Still, Life: The Work of Jodie Carey – Gilda Williams

Still, Life: The Work of Jodie Carey
Gilda Williams

When in 1923 the art historian Roger Fry questioned the attribution of a particular still-life to that master of the domestic interior, Jean-Baptiste Simeon Chardin, he was troubled it might not be the work of Chardin’s hand because the objects were all ‘too carefully arranged to be painted: arranged too with more care than intelligence.’ Arranging, it can be assumed here, is not what artists are meant to do. They may compose, they may sketch; they may sculpt and they may carve, but not arrange, a mere domestic activity, something presumably done with diligent ‘care’ rather than the more artful ‘intelligence’. Fifty years after Fry’s suspicions regarding an artist who might have been caught in the act of ‘arranging’, in 1983 the artist Louise Lawler published a series of black-and-white photographs which presented purchased artworks hung in galleries and residential interiors, often against the backdrop of furniture – Robert Longo works displayed around a modernist-inspired dining room in her gallerist’s apartment, or a pair of Cindy Sherman photographs hung casually by the coat rack. Lawler titled the series ‘Arrangements of Pictures’; her choice of words again connoted the same somewhat fussy, domestic endeavor. It is not, say, ‘exhibiting’, much less ‘curating’, but arranging – by implication a much lesser, distinctly bourgeois activity.

MATERIAL:
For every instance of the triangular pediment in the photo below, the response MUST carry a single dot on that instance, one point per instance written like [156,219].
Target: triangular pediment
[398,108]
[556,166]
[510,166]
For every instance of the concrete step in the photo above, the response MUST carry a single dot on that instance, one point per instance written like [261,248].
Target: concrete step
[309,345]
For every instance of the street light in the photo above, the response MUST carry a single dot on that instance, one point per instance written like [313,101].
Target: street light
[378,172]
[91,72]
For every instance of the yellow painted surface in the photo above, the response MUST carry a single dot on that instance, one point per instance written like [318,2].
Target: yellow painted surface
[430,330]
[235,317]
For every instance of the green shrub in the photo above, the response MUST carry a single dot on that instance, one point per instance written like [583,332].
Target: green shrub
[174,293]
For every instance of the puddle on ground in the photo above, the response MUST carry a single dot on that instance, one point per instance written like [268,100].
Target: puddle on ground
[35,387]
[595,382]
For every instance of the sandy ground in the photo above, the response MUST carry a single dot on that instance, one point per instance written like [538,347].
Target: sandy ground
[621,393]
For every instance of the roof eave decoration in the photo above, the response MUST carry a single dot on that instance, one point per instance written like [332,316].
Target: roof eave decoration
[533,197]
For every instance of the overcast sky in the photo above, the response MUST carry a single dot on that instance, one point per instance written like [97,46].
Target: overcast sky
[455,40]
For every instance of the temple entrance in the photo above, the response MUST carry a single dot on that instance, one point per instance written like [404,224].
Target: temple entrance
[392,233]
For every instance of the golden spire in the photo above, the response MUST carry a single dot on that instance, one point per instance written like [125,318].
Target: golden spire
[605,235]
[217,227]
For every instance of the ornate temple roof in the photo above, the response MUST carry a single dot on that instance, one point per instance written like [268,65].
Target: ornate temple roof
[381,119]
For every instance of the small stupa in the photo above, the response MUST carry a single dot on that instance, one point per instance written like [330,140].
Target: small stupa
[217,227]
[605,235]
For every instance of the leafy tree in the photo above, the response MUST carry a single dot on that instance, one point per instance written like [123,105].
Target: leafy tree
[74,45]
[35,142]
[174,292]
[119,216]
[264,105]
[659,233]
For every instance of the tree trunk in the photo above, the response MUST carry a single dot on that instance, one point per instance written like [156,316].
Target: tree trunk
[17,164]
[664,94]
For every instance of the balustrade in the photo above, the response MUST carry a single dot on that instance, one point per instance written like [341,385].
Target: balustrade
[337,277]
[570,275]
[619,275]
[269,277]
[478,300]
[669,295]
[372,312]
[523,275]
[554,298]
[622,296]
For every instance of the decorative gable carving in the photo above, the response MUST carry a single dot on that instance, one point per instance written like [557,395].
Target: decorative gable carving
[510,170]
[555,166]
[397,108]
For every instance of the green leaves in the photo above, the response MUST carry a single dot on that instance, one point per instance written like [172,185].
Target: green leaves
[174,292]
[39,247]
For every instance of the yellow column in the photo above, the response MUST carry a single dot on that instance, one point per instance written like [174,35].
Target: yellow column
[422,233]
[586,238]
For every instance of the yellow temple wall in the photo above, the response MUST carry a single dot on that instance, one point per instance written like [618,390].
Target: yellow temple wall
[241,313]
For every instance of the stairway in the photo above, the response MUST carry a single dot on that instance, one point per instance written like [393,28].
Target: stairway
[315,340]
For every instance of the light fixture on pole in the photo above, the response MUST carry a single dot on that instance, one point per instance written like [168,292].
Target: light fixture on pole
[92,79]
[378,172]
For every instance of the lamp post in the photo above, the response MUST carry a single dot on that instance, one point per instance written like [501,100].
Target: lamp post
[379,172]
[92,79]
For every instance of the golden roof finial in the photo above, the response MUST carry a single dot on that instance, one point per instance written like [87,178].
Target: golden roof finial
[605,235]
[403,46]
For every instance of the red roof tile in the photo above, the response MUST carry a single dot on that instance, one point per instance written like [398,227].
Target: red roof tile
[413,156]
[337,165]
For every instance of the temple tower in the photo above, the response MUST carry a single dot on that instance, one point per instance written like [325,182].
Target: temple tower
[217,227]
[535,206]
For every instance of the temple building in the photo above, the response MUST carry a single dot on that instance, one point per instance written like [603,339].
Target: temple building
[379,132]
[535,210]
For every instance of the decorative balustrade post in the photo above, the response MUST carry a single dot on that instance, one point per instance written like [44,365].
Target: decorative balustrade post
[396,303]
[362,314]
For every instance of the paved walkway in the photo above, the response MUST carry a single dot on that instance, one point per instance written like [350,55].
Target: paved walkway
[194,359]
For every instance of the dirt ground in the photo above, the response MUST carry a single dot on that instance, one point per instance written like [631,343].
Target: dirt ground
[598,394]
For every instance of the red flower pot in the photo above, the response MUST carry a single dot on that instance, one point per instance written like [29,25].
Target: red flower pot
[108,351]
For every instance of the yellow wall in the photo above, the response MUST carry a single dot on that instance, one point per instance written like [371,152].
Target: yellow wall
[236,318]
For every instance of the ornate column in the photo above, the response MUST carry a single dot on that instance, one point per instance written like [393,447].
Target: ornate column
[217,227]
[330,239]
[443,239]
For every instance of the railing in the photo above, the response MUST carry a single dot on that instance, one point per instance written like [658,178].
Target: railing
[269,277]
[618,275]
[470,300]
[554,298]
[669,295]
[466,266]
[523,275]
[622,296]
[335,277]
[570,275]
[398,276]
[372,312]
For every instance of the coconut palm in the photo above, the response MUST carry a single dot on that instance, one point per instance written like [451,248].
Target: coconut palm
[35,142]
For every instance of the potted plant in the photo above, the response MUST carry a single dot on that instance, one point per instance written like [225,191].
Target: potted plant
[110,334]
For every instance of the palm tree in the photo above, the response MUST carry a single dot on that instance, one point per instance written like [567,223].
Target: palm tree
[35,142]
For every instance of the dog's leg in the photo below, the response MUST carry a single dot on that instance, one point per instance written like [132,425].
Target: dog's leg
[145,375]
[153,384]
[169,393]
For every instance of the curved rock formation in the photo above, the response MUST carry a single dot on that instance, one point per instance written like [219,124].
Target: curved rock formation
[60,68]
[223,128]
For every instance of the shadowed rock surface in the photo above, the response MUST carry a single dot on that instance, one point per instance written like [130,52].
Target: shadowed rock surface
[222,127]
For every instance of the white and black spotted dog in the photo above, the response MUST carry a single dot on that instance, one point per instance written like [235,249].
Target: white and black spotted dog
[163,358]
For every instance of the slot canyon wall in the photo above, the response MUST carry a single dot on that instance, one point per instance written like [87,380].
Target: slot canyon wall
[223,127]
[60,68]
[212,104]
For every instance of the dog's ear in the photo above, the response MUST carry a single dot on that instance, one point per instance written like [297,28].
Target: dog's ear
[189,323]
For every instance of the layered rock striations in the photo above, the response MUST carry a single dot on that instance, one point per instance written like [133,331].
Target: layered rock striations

WHAT IS ASKED:
(1) Rename "Target" to "Object" in the entries, in the stretch from the line containing "For every instance of the potted" through the end of the entries, and leave everything else unchanged.
(2) Write what comes next in the essay on Jodie Carey's work, starting after its last sentence.
The essay on Jodie Carey's work and the entries come from unrelated sources.

RESPONSES:
(1)
For every instance of the potted plant in the photo above, the response MUST carry a single dot on that instance, one point per instance written like [225,191].
Object: potted plant
[110,334]
For every instance of the palm tree in the photo above, the response MUST carry a single dot on that instance, one point per instance written like [567,223].
Object: palm tree
[35,142]
For every instance of the dog's leg in the photo below, the response MUST carry a single dot on that instance, one point per instance written like [132,425].
Object: dog's leg
[145,375]
[153,384]
[169,393]
For every instance of the curved rock formation in the photo above, the response MUST carry a single dot on that instance, one point per instance written like [219,124].
Object: curved rock formation
[60,68]
[223,128]
For every instance of the shadowed rock surface in the photo above, the response MUST carry a single dot on that instance, one point per instance written like [130,52].
Object: shadowed rock surface
[222,127]
For every instance of the white and black spotted dog in the photo above, the response MUST carry a single dot on that instance, one point per instance written like [235,249].
Object: white and black spotted dog
[163,358]
For every instance of the slot canyon wall in the photo above, the response MUST carry a single dot on that instance, one point per instance written like [87,380].
Object: slot canyon wall
[223,127]
[60,68]
[212,104]
For every instance of the dog's ear in the photo above, the response MUST carry a single dot on that instance, one point per instance written like [297,28].
Object: dog's ear
[189,323]
For every instance of the layered rock striations in the photo above, the response MUST carry a single dot on that instance, one point per instance written like [133,331].
Object: layered rock striations

(2)
Sculptor Jodie Carey is an accomplished arranger, and artist, exquisitely arranging not just her chosen objects themselves – the newspaper-flowers, the bones, the feathers and the furniture — but also the associations and references borne out in each. All this arranging, we recognize, is a distinctly feminine sort of work traditionally unworthy of much art-historical attention. ‘Arranging’ belongs unmistakably to the genre of still-lifes, a ‘secondary’ form of painting which art historian Norman Bryson claimed was overlooked for so many centuries — dismissed as a lesser genre with respect to portraiture, history painting and landscape — precisely because still-lifes reflect a space in which women live out their lives, rather than the greater settings inhabited by men. In short, the persisting tendency to downgrade the genre of still life is profoundly rooted in the historical oppression of women.  Quiet ‘arranging’ is not meant to forge grand, intellectually significant connections among objects the way curating is meant to do, for example; it is rather the tidy task of creating harmony, balance, perhaps symmetry in the effort to impress one’s guests or simply to make one’s surroundings pleasant.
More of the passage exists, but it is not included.